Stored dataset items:

# # # # # # #

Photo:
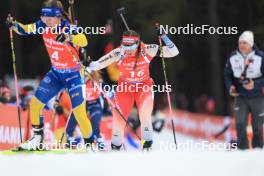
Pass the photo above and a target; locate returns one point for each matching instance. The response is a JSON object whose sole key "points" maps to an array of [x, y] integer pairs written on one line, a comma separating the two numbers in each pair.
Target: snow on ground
{"points": [[182, 162]]}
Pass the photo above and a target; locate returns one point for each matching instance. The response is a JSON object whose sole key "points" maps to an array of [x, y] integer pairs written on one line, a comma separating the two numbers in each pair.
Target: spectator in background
{"points": [[244, 80]]}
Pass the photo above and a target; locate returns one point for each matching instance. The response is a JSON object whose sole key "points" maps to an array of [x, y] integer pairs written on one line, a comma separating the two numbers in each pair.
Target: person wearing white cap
{"points": [[244, 78]]}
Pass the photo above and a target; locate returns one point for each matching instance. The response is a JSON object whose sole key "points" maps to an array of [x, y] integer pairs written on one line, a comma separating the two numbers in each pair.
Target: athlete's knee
{"points": [[35, 104]]}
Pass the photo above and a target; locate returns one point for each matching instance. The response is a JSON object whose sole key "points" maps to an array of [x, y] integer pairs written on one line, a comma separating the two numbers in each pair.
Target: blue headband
{"points": [[51, 12]]}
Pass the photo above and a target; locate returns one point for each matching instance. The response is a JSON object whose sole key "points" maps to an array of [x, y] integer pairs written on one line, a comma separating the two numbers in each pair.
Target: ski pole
{"points": [[113, 105], [166, 83], [121, 12]]}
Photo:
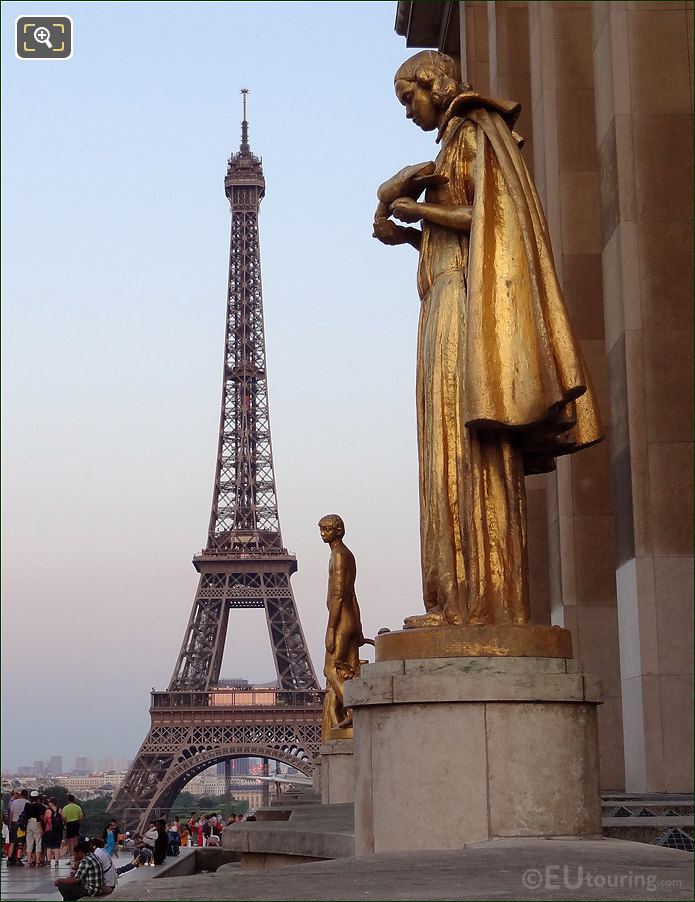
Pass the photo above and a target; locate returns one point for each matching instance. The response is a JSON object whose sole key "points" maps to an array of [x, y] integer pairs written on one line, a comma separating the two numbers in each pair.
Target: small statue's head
{"points": [[331, 527], [426, 84]]}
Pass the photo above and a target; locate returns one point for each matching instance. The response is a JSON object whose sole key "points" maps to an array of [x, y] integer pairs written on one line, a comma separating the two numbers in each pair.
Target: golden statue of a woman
{"points": [[502, 388]]}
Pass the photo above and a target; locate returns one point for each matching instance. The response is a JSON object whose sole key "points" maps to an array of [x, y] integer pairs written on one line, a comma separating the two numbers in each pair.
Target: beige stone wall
{"points": [[642, 56]]}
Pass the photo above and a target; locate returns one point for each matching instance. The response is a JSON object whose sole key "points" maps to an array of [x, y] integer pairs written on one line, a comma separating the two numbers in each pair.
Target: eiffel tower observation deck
{"points": [[197, 721]]}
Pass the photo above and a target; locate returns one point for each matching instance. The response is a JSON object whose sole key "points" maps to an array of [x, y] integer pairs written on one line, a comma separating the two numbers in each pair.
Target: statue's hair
{"points": [[437, 71], [332, 520]]}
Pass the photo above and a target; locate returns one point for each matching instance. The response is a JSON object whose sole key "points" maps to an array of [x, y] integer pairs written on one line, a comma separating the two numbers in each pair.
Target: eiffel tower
{"points": [[199, 721]]}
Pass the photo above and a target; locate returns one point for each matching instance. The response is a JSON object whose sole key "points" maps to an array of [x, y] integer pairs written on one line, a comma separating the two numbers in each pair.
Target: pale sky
{"points": [[116, 233]]}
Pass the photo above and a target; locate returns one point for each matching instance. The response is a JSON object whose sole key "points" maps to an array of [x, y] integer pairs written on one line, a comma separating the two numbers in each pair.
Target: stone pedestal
{"points": [[450, 751], [338, 772], [316, 781]]}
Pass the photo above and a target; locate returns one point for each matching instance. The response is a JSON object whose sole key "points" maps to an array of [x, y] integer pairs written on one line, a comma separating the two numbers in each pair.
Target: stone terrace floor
{"points": [[37, 883]]}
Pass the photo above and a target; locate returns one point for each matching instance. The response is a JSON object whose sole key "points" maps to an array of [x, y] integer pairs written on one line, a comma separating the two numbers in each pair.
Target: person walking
{"points": [[161, 844], [110, 837], [53, 835], [17, 802], [88, 879], [34, 814]]}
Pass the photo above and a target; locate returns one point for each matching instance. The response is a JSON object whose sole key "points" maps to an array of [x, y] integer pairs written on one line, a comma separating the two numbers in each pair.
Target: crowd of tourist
{"points": [[37, 832]]}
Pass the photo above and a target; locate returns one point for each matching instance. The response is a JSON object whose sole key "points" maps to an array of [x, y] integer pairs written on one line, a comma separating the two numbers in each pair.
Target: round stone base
{"points": [[529, 640], [450, 751]]}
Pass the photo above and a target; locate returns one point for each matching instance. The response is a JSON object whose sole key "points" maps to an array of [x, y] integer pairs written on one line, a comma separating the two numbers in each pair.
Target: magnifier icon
{"points": [[43, 36]]}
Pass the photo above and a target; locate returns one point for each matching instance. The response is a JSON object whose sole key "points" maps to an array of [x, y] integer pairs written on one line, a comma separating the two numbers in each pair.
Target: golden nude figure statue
{"points": [[501, 385], [344, 631]]}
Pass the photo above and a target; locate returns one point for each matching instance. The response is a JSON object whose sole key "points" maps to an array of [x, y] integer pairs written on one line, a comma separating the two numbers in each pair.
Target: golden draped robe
{"points": [[502, 388]]}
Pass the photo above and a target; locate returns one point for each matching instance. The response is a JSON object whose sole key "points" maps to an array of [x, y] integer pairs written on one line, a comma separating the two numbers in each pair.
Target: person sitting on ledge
{"points": [[88, 879]]}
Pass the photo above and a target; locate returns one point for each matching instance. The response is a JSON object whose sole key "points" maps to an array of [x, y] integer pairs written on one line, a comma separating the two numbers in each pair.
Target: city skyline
{"points": [[123, 320]]}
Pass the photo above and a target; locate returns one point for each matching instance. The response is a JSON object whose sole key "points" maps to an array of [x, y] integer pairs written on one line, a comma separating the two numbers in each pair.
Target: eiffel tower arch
{"points": [[198, 721]]}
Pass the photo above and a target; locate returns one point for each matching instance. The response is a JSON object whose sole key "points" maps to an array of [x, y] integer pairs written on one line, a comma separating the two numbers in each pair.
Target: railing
{"points": [[238, 698], [243, 555]]}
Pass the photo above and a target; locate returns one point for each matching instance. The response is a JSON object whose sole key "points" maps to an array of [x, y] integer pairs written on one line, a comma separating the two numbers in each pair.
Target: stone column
{"points": [[509, 68], [580, 513], [337, 772], [642, 60]]}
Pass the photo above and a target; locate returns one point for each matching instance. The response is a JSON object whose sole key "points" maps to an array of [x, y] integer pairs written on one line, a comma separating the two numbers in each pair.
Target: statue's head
{"points": [[426, 84], [331, 527]]}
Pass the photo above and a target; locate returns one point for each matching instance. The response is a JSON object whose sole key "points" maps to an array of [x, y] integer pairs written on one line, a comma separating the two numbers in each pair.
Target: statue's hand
{"points": [[388, 232], [405, 209]]}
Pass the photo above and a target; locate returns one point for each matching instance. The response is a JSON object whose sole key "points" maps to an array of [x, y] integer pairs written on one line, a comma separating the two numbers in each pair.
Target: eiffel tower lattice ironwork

# # # # # # #

Task requirements:
Select and copy each line of the entries above that contains the word "eiffel". Case matters.

Result for this exercise:
Target: eiffel tower observation deck
Target: eiffel tower
Target: eiffel tower arch
Target: eiffel tower lattice ironwork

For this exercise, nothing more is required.